課題の詳細: 2023年に観たバレエ公演についての文章を、最後の文の後から引き継いで書き進めてください。

文書本文:
####################
昨年はあまりバレエ公演の鑑賞メモが投稿できませんでした。
とにかく忘れっぽい自分のために鑑賞記録だけは残しておきたいと思い立ち、2023年に観たバレエ公演やバレエシネマをまとめて記録しておこうと思います。
2023年1月
パリ・オペラ座バレエ団シネマ オーレリ・デュポン×ロベルト・ボッレ『マノン』
収録:2015年5月18日 パリ・オペラ座 ガルニエ宮
指揮・編曲:マーティン・イェーツ
演奏:パリ・オペラ座管弦楽団
美術:ニコラス・ジョージアディス
振付:ケネス・マクミラン
【出演】
マノン・レスコー:オーレリ・デュポン
デ・グリュー:ロベルト・ボッレ
レスコー:ステファン・ビュリョン
レスコーの愛人:アリス・ルナヴァン
ムッシューG.M.:バンジャマン・ペッシュ
看守:カール・パケット
恵比寿ガーデンシネマ、パリ・オペラ座バレエシネマフェスティバルの3作目。オーレリ・デュポンの引退公演の映像。デ・グリュー役のエルヴェ・モローが怪我で降板し、ロベルト・ボッレが代役をつとめた舞台です。
####################
データの行
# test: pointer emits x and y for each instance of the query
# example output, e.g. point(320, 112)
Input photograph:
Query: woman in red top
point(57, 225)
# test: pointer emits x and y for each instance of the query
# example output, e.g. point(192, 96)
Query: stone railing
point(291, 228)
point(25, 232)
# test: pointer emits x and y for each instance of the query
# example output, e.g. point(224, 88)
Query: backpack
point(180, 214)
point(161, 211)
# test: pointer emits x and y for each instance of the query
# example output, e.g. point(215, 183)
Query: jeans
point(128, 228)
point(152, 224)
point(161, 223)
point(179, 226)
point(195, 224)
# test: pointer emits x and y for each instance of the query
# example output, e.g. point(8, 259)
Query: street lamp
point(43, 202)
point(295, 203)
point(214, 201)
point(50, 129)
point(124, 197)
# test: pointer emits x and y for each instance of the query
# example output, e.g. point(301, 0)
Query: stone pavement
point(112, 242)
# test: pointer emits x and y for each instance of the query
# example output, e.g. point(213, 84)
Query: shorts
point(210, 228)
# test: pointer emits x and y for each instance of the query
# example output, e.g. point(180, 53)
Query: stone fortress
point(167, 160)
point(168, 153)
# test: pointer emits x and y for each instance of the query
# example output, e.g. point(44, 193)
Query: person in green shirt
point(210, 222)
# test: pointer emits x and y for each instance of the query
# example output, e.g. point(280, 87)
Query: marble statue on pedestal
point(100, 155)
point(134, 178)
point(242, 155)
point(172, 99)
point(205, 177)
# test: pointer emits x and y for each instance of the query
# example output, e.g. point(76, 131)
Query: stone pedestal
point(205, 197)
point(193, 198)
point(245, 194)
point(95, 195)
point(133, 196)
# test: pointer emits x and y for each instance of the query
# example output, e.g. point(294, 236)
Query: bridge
####################
課題への回答:
来日公演で観たオーレリ・デュポン×エルヴェ・モローの『椿姫』が素晴らしかったので、本当はモローが観たかったけど…。モローとは全くタイプが違うボッレを、なぜわざわざパリ・オペラ座外から?と思ってましたが、『マノン』でのふたりの相性は、予想より良かった。分かり合えないけど、それでも愛し合う2人というムードがありました。
デュポンは素晴らしかった。繊細な表現や表情豊かな腕の動きに魅了されました。心身ともに今が頂点と感じさせるような踊り。パリ・オペラ座の引退年齢、見直した方がいいのでは?と思わせます。(それとも、頂点で引退させるという設定なんだろうか?)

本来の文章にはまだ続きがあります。